TASK DIRECTIONS: Exactly as written and without the pictures, output the entries below.

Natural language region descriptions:

_ _ _ _ _ _ _

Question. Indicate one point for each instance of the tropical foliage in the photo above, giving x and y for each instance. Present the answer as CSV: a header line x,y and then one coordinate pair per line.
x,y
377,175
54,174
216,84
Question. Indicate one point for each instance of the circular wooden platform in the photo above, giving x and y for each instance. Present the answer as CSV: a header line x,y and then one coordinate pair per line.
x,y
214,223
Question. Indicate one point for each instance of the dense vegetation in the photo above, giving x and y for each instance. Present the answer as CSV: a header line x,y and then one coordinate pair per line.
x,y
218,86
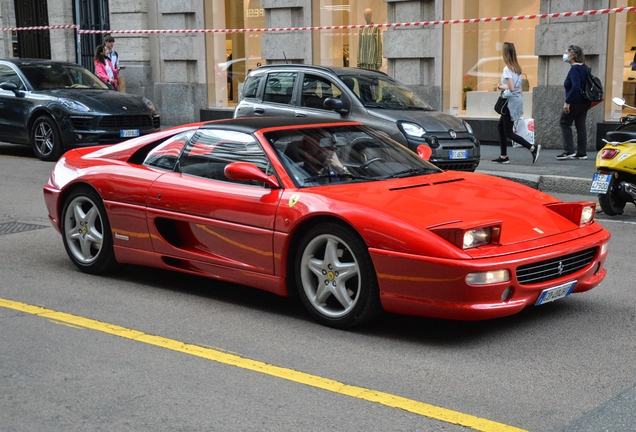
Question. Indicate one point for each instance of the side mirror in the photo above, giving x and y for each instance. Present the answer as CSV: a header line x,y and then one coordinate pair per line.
x,y
249,172
618,101
337,105
10,86
424,152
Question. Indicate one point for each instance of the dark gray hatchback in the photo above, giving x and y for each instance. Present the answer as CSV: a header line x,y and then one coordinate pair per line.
x,y
370,97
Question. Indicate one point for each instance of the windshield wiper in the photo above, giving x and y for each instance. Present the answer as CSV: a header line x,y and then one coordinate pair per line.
x,y
407,172
338,176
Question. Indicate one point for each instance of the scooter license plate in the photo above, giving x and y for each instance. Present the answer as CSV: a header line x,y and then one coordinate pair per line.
x,y
459,154
128,133
600,183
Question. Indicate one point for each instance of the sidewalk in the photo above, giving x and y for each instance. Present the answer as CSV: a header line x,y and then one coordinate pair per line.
x,y
549,174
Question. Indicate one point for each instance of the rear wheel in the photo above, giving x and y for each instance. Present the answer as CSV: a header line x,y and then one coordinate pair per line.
x,y
86,232
611,203
45,139
335,276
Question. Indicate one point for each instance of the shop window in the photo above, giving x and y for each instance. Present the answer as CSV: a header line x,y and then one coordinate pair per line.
x,y
473,55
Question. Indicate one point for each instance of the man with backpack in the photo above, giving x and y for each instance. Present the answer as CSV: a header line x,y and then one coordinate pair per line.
x,y
576,104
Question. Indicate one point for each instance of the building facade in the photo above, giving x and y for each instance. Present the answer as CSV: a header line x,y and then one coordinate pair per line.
x,y
454,67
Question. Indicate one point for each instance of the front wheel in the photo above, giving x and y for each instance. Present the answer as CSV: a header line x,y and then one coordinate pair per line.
x,y
86,232
335,276
45,139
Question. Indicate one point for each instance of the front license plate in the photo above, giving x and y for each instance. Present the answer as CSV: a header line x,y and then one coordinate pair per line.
x,y
552,294
127,133
459,154
600,183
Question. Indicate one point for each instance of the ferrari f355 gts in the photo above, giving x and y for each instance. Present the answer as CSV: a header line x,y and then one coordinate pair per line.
x,y
335,212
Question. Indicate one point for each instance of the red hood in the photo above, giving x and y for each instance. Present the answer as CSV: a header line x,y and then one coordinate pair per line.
x,y
451,197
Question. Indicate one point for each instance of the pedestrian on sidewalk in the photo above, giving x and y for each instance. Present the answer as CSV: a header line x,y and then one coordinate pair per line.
x,y
511,85
103,67
575,107
109,41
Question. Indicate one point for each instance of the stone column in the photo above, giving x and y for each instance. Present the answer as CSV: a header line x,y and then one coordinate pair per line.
x,y
414,55
62,41
552,37
133,49
292,47
178,75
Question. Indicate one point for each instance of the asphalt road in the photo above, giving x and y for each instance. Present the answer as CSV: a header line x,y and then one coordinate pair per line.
x,y
565,366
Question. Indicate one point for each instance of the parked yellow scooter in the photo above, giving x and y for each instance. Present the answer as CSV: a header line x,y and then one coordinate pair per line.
x,y
615,179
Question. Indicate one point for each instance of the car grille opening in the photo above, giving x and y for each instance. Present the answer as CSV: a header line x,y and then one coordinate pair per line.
x,y
555,268
82,122
126,122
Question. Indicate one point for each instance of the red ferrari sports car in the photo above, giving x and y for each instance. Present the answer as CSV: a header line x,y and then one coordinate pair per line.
x,y
336,212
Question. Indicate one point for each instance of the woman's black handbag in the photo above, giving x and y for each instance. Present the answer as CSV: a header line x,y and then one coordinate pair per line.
x,y
501,106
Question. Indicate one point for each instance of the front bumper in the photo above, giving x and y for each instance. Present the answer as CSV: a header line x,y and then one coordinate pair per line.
x,y
437,288
87,130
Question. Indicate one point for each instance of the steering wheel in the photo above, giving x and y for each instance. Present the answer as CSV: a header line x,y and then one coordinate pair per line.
x,y
370,161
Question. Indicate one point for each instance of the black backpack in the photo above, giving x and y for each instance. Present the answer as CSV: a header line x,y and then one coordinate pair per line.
x,y
593,91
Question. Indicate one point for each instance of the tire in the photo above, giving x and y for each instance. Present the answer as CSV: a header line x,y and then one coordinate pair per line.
x,y
86,232
611,203
335,277
45,139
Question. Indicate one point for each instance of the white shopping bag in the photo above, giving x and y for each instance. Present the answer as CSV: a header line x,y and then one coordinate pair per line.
x,y
525,129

_ _ _ _ _ _ _

SOLUTION TO THIS EXERCISE:
Question. Indicate one point for each instance of the tropical foliage in the photo above, giving x and y for each instance. Present the answer as CSV: a header line x,y and then one coordinate pair per line.
x,y
377,175
54,174
216,84
Question. Indicate one point for each instance of the circular wooden platform in the photo above, giving x and y for each instance. Present the answer as CSV: a header line x,y and then one coordinate pair per line.
x,y
214,223
Question. Indicate one point for each instance of the dense vegetation in the photo above, giving x and y for each instance. Present the answer as CSV: a header line x,y and then one coordinate pair per line.
x,y
218,86
Question. Indicate one point for each instance of the side mirror in the photo above, giving x and y for each instance. Present the answer as CSV: a header line x,y and then one coordinate pair per line.
x,y
249,172
618,101
337,105
10,86
424,152
Question. Indicate one point for each instance of the dark gray hatchback in the photo above, giving x and y for each instance. Present the answer as CSV: a header line x,y and then one coordinate pair per line.
x,y
370,97
Question. Indicate one point for each instance of the windshield wiper in the photo above, giving x and y for each instance. Present the answer as CSV: a header line x,y and then one coordinate pair per line.
x,y
407,172
338,176
Question. Indicate one point for each instance of the scooter license plate in the photo above, giving x and y for each instance. Present the answer as CSV: a header line x,y and then one coordinate pair per line.
x,y
459,154
128,133
600,183
Question. Indicate one point for each instance of the sidewalk in the photo above, giving x and y for each instance. Present the answer as CSV: a header line x,y and then one coordinate pair per line.
x,y
549,174
Question. Indicate one point for each instance of the rear wheel in the photo above, giving x and y for each instance. Present the answer as CSV: a header line x,y and then one coordinate pair per line.
x,y
86,232
611,203
45,139
335,276
Question. Indicate one point for each instance of the shop window in the photo above, giving x and y for each instance. Present the answer as CSV: a header line x,y and then one coordinate pair per line.
x,y
473,55
Question. Indicate one point for each instance of the man with backpack in the photo above, giving x and y for each instance. Present the answer as CSV: a header line x,y and then one coordinate pair per line.
x,y
576,104
Question. Indicate one point for each instance of the building facade in the photo above, giving x and y for each instance. Present the answer as CSV: a header line x,y and then one coordinate pair per line.
x,y
454,67
Question. Indicate one point for each instance of the front wheel in the photo above, giving x and y for each instance. Present the answer as CSV: a header line x,y and then one coordinate pair per line.
x,y
86,232
335,276
45,139
Question. Indicate one point for each instance of the front license plate in the photo above, giving x and y for each instance. Present the answer as CSV: a header line x,y and then one coordinate pair per line.
x,y
552,294
127,133
459,154
600,183
Question. Indicate one point for each instance of the ferrari f355 gts in the photo above, giving x and y for each instance. Present the answer as CSV: a header line x,y and then one coordinate pair per line.
x,y
335,212
Question. Indicate one point for each instance of the red hood in the photo above, giving x and y for each instance. Present the answer as CSV: a header line x,y and then one coordinate pair per line.
x,y
451,197
Question. Indicate one point for each instance of the pedestrian on sidewalk in the photo above, giving x and y for each instance. Present the answer as CSV: a header line x,y and then one coordinate pair per line.
x,y
511,85
103,67
575,107
109,41
Question. Indicate one point for each instance of the stone column in the photo above, giving x and y for each instance. Present the answer as CSV: a header line x,y and then one coordinate pair per line.
x,y
414,55
62,41
552,37
133,49
292,47
178,75
Question. Indicate one point for each instance of the asphalt road in the photo above, giving x and y for each instance. Present the answer as CSV: a header line x,y and then one coordinate pair per line.
x,y
565,366
Question. Indicate one point for each instance of the parked yellow scooter in the photo above, giving x and y for each instance. Present the answer as CSV: a header line x,y and then one coordinate pair per line.
x,y
615,179
Question. Indicate one point for each instance of the car grille opening in the photo above, giving x and y for each instance. Present the answer as CSV: a header line x,y and then one coordinate pair per line.
x,y
555,268
82,122
126,122
Question. Indicate one point for each instance of the red ferrari sports car in the photo above, giving x and y for each instance. Present the answer as CSV: a header line x,y and then one coordinate pair per line.
x,y
336,212
Question. Indicate one point for each instance of the woman's black handbag in the photo above, giving x and y for each instance. Present the answer as CSV: a header line x,y and then one coordinate pair per line.
x,y
501,106
Question. Indicate one point for each instance of the front bumper in the photo above, giving x and y for each instance. Present the answer as CSV: a header line x,y and then one coordinate pair per line.
x,y
437,288
87,130
Question. Indicate one point for each instance of the steering wheel in the photo above, giving x and y for each instance. Present the answer as CSV: a header line x,y and then one coordinate pair per line.
x,y
370,161
Question. Indicate one point for each instance of the black backpack in the photo above, giving x and y for each instance. Present the answer as CSV: a header line x,y and then one coordinate pair per line.
x,y
593,91
Question. Indicate one point for each instance of the tire in the photo above, giving x and y for each instance. Present the answer as CSV: a header line x,y and then one coordinate pair per line.
x,y
86,232
611,203
335,277
45,139
Question. Indicate one point for each instance of the white shopping bag in the photo above, giving x and y for each instance. Present the answer as CSV: a header line x,y and then one coordinate pair per line.
x,y
525,129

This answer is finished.